===== Input data
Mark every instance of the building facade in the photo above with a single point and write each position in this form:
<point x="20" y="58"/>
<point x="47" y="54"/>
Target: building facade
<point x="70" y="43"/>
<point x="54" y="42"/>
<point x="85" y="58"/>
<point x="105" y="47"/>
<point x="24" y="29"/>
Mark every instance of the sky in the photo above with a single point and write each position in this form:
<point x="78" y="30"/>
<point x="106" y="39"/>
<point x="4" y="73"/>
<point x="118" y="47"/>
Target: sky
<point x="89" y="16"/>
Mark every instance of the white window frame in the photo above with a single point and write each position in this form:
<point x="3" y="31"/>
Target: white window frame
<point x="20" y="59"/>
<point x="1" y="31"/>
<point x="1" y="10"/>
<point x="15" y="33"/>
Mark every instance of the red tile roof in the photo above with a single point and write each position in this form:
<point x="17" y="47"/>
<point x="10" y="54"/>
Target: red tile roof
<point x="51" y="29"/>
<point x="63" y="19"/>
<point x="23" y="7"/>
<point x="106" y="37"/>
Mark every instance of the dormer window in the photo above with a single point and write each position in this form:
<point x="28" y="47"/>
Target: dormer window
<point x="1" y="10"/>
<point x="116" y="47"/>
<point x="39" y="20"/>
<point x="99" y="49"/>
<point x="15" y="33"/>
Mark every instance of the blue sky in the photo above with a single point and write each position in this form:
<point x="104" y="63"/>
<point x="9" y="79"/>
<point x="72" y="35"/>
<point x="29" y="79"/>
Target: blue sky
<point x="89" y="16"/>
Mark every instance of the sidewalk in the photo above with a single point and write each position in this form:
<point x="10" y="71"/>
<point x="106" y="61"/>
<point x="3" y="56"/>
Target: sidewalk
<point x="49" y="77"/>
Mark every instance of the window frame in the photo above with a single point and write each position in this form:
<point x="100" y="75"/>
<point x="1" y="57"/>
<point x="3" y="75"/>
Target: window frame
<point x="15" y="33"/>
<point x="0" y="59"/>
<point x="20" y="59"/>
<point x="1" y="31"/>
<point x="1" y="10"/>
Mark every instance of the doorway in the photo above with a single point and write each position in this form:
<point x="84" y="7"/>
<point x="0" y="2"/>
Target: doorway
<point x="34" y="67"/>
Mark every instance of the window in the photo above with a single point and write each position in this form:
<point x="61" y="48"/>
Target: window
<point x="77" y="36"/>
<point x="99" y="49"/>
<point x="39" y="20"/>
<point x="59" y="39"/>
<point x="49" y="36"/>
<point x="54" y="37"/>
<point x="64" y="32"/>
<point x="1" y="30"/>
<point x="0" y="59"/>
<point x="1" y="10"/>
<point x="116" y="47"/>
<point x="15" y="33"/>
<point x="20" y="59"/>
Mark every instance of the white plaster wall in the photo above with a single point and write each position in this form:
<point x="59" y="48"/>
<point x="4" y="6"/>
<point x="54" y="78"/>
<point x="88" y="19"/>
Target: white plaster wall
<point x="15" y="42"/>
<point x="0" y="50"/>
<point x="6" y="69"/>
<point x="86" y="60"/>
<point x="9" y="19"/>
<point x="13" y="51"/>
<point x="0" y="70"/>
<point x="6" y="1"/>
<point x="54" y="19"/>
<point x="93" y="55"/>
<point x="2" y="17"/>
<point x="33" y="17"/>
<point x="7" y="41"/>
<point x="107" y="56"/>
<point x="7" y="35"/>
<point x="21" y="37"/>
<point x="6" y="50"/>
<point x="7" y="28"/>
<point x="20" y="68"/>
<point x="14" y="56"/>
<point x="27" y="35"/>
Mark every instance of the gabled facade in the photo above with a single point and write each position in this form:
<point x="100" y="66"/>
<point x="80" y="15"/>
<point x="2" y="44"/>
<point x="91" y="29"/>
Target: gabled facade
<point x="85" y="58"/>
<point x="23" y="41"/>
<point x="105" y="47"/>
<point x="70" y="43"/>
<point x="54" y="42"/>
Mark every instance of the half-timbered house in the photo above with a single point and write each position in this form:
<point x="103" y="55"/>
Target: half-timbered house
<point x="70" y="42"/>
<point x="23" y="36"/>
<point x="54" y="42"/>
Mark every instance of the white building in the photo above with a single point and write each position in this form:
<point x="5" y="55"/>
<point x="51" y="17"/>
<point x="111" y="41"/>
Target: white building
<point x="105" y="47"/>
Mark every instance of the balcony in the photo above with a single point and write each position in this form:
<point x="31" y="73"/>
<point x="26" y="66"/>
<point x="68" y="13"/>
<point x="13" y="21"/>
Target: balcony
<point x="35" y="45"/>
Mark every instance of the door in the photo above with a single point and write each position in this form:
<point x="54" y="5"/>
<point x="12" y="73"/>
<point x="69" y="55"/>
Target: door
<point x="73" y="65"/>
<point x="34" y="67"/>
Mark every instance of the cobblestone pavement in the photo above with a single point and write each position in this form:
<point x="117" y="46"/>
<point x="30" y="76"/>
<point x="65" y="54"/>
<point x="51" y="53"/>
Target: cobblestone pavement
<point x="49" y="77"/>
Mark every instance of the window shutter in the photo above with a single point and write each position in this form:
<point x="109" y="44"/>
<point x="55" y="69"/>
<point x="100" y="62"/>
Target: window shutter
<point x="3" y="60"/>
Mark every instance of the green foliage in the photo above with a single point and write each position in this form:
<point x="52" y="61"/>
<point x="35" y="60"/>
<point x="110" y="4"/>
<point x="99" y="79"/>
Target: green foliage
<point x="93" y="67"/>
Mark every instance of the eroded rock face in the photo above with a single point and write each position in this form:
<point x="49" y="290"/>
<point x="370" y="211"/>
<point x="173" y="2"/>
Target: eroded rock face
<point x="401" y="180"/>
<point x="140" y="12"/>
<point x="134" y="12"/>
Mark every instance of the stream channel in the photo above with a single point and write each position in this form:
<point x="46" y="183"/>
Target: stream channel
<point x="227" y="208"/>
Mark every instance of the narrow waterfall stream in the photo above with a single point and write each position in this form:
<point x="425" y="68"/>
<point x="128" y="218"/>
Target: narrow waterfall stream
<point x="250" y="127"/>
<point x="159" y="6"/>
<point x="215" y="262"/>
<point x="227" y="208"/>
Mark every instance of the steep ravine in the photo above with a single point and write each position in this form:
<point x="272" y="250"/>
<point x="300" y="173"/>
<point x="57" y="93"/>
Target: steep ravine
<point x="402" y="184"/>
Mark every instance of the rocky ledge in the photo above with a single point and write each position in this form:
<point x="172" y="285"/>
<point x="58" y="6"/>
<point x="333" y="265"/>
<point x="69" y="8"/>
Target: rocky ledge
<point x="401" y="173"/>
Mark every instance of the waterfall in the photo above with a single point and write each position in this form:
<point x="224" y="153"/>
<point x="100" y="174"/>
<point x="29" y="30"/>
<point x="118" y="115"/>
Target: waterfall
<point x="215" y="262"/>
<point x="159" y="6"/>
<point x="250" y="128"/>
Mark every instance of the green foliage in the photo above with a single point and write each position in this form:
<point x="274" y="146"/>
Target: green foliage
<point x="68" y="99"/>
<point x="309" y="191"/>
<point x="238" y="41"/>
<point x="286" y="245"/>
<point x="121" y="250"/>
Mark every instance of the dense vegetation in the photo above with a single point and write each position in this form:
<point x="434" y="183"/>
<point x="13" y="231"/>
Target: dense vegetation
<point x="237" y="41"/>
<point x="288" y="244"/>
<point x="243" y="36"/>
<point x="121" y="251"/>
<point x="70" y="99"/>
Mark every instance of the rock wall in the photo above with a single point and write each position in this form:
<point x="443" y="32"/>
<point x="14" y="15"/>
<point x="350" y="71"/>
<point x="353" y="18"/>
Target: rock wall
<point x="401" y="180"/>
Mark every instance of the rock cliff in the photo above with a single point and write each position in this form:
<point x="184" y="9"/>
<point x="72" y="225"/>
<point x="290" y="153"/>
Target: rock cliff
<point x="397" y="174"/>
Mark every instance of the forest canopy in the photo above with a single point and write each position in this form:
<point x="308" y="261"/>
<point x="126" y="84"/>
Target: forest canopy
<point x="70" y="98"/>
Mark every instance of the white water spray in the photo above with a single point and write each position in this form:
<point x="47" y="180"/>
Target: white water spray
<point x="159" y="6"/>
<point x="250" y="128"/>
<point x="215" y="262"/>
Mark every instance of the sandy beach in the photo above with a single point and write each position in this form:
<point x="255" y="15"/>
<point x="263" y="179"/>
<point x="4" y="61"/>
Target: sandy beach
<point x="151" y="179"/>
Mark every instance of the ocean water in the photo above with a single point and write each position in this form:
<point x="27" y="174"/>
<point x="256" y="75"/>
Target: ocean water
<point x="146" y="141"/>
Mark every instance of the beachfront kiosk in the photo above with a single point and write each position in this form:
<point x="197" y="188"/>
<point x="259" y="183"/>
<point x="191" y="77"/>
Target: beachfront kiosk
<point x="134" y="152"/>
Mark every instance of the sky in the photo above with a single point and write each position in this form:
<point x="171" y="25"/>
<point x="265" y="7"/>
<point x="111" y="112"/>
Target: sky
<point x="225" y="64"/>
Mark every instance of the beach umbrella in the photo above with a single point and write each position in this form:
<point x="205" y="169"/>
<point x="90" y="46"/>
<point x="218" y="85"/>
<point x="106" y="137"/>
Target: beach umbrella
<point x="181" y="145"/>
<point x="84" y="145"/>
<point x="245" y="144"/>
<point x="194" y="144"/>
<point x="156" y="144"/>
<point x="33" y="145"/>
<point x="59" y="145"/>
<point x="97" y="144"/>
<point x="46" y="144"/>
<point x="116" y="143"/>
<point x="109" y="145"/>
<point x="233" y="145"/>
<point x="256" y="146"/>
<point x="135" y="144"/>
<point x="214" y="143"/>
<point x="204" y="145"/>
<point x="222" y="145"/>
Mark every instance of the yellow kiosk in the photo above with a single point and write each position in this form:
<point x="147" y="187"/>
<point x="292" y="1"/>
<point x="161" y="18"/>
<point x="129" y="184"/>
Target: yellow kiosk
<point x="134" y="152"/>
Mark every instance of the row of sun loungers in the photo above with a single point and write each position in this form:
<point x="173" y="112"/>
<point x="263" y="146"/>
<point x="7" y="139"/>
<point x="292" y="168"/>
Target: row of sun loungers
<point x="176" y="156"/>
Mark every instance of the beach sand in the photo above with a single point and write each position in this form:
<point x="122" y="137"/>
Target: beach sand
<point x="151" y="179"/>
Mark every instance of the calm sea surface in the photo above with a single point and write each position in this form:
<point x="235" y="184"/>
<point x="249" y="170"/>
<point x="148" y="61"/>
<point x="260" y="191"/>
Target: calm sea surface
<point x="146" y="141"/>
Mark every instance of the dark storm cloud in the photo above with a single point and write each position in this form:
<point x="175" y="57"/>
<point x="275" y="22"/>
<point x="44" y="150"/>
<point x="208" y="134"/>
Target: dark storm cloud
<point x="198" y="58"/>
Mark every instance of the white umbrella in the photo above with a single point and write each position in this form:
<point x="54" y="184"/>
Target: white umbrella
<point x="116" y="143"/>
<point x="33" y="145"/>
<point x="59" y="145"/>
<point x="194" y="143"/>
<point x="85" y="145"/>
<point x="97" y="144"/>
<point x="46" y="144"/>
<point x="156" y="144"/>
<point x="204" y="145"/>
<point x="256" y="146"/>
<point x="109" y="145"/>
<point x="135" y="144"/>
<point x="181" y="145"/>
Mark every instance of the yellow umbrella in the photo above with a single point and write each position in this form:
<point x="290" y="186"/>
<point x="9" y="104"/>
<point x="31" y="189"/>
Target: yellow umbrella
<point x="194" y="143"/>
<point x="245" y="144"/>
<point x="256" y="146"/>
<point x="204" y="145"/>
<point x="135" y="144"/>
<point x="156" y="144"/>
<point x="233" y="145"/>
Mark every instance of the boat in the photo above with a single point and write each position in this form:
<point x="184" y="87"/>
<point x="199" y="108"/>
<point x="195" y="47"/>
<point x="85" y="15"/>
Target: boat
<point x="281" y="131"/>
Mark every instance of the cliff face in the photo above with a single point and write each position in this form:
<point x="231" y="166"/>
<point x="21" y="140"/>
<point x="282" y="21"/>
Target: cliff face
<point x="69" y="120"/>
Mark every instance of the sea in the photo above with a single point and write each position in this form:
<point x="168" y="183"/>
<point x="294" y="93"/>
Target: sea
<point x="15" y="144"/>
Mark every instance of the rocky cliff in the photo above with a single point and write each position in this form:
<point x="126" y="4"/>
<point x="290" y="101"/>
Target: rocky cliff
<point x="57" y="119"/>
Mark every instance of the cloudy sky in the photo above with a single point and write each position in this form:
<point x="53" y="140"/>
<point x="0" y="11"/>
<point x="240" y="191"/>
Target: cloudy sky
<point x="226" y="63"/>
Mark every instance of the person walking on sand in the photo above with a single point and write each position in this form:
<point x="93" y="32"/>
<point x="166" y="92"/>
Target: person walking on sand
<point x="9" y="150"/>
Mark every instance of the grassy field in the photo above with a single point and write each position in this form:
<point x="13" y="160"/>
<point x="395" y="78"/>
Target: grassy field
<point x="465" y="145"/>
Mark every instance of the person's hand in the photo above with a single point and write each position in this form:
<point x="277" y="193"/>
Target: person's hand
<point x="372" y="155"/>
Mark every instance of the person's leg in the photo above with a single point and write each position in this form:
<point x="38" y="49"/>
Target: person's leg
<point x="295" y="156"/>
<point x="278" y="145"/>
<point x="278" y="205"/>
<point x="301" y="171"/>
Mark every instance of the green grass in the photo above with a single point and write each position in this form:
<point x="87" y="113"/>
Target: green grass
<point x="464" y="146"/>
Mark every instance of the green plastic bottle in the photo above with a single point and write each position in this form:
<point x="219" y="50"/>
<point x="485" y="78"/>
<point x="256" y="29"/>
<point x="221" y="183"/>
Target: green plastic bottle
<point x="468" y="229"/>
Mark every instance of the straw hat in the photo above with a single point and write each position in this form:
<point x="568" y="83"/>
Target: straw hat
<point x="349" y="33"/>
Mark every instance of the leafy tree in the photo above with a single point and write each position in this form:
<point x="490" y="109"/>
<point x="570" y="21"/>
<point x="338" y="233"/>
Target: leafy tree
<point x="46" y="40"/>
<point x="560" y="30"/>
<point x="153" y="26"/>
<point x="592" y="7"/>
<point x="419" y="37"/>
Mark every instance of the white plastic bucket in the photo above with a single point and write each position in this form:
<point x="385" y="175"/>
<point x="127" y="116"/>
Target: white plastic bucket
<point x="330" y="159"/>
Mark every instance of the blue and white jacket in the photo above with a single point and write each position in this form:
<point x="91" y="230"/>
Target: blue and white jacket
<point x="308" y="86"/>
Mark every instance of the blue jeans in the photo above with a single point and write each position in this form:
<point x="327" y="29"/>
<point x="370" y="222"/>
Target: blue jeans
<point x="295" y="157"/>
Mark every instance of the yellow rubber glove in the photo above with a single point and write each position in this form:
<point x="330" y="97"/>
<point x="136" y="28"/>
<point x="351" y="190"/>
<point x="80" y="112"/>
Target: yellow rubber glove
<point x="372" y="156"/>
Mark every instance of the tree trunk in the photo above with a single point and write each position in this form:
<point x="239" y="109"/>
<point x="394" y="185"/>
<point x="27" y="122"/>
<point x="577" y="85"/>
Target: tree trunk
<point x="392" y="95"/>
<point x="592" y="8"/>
==========
▶ _Problem description_: Return exactly the lines of the data, and only those, from the line with "Mark every instance of the yellow rubber" through the last line, inclusive.

▶ _Task response_:
Mark every instance of the yellow rubber glove in the photo above with a single point and write each position in this form:
<point x="330" y="97"/>
<point x="136" y="28"/>
<point x="351" y="190"/>
<point x="80" y="112"/>
Target: yellow rubber glove
<point x="372" y="156"/>
Mark every instance of the tree trunk in the photo above with a single point and write each position in this form:
<point x="239" y="109"/>
<point x="394" y="185"/>
<point x="27" y="122"/>
<point x="577" y="85"/>
Target: tree trunk
<point x="392" y="95"/>
<point x="592" y="8"/>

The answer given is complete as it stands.